- **TASK DIRECTIONS**: Output each line of the items below as a JSON list of strings, with one string per line and blank lines omitted.

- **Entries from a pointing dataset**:
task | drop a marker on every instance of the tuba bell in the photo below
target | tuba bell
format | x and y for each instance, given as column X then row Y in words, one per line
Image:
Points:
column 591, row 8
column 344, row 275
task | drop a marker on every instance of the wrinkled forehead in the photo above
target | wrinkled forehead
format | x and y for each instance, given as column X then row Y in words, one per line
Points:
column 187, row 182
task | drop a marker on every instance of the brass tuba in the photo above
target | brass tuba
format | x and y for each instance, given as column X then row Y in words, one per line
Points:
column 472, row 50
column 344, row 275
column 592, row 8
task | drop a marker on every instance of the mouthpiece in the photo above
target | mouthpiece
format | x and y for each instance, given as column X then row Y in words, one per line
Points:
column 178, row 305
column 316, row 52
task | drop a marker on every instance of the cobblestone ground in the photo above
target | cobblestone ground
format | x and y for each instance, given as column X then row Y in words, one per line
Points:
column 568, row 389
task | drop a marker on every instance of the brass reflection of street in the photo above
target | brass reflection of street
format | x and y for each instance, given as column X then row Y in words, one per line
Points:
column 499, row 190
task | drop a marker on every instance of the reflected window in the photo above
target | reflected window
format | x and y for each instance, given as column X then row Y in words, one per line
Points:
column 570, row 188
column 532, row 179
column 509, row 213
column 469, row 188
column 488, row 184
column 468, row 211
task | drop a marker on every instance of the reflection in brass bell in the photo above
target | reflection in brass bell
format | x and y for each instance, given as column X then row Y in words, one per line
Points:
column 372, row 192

- **RESPONSE**:
[
  "task | drop a marker on every instance of the tuba bell in the photo below",
  "target | tuba bell",
  "format | x and y for each instance, given as column X then row Y in words, one per line",
  "Image:",
  "Points:",
  "column 591, row 8",
  "column 344, row 275",
  "task | drop a marker on every instance of the wrinkled forehead in the photo above",
  "target | wrinkled forehead",
  "format | x and y for each instance, given as column X then row Y in words, one per line",
  "Points:",
  "column 187, row 182",
  "task | drop a marker on every instance of the brass tuba in the photo above",
  "target | brass tuba",
  "format | x and y for each instance, given as column X then row Y in words, one per line",
  "Points:",
  "column 472, row 50",
  "column 344, row 275",
  "column 592, row 8",
  "task | drop a marker on every instance of the mouthpiece in the photo above",
  "target | mouthpiece",
  "format | x and y for each instance, given as column X then row Y in words, one per line",
  "Points:",
  "column 178, row 305",
  "column 316, row 52",
  "task | drop a marker on every instance of the cobblestone ground in the photo above",
  "target | cobblestone ground",
  "format | x and y for each instance, given as column X then row Y in words, one per line",
  "Points:",
  "column 568, row 389",
  "task | drop a marker on every instance of the brass reflection of street in the photo above",
  "target | brass reflection of street",
  "format | x and y for each instance, given as column X then row Y in words, one per line",
  "Points:",
  "column 499, row 190",
  "task | drop a marker on every instance of the reflected window in the photo above",
  "target | reflected window",
  "format | x and y for each instance, given as column X then row Y in words, one per line",
  "Points:",
  "column 570, row 188",
  "column 532, row 179",
  "column 509, row 213",
  "column 469, row 188",
  "column 488, row 184",
  "column 468, row 211",
  "task | drop a marker on every instance of the reflection in brass bell in the photo above",
  "target | reflection in brass bell",
  "format | x and y for each instance, given as column X then row Y in words, one per line",
  "Points:",
  "column 372, row 192"
]